-- Reading passage --
::::

Caitlin Wilton poses with her son, Bennett, a week after he was born.
Caitlin Wilton/Facebook
Caitlin Wilton poses with her son, Bennett, a week after he was born.

She started messaging her mom and sister about her experience. Then, after she put her three-month-old son, Bennett, to bed, she started writing about her feelings and sent the result to her family.

"Both of them were like, 'You need to share this — you're not alone,'" Wilton said. Seeing as how she had never so much as shared a bikini pic online, she was a bit nervous. But her husband Blair encouraged her.

"He was like, 'No one should have to feel like you did, so exposed and vulnerable,'" she recalled, adding that her husband would never be embarrassed by what people thought.

Caitlin Wilton's first baby, Bennett, poses in a lion hat posted on Facebook on Oct. 4, 2017.
Caitlin Wilton/Facebook
Caitlin Wilton's first baby, Bennett, poses in a lion hat posted on Facebook on Oct. 4, 2017.

She said the response to her Facebook post has been crazy.

Her friends and family chimed in first, but then the comments started rolling in from people she hadn't spoken to in years.

Some mothers even posted pictures of their own post-pregnancy bodies in solidarity with Wilton.

One person commented she still has stretch marks from 19 years ago — and it's nothing to be ashamed of.

::::

-- Dataset rows --
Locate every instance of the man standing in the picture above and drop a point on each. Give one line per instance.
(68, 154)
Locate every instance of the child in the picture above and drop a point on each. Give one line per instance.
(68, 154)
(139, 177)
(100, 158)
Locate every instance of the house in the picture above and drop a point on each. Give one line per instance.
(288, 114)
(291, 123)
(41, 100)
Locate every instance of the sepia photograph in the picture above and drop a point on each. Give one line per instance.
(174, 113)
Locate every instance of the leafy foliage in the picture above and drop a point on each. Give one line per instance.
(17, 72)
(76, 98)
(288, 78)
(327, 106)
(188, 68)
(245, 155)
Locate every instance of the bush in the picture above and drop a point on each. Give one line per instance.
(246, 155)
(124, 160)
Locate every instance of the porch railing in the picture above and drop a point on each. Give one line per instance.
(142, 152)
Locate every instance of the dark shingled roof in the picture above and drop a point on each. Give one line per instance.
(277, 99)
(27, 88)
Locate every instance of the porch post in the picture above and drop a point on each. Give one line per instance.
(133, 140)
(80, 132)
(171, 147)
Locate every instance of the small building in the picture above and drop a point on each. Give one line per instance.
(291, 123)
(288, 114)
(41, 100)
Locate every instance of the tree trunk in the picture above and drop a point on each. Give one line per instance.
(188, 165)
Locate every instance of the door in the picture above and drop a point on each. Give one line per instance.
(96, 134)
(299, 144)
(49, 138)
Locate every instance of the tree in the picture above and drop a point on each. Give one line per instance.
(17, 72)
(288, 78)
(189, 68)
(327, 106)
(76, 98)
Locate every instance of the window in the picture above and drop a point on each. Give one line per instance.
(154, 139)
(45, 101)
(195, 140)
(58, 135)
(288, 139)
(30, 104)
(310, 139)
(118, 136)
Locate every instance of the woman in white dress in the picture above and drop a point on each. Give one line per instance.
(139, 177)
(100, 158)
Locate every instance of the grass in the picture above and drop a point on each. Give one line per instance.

::::

-- Exercises --
**1)** In the article about Caitlin Wilton's Facebook post, who encouraged her to share her writing even though she was nervous?
**2)** Carry on the article about Caitlin Wilton's Facebook post, picking up after its final sentence.

-- Outputs --
**1)** Her husband, Blair, encouraged her.

**2)**
"Then all of a sudden people from high school, people I hadn't spoken to in years, and then I saw the likes and the shares from other women who said they were inspired and how brave I was," Wilton said.

"There's always this feeling that you have to be perfect and I've always had that — so that's why haven't shared a lot of photos after I had the baby," Wilton said.

She remembers flipping and scrolling through pics of other mothers in bikinis six months after giving birth and "wonder[ing] why that wasn't me. But that's not the only thing that's out there ... there shouldn't be that much pressure to bounce back."

In her post, Wilton acknowledges the doctor's comment about needing to wake up before her baby does was helpful, but "I'll let you know when my baby starts sleeping more than two hours in a row so I have that opportunity!"

She says she's now looking for a new physician.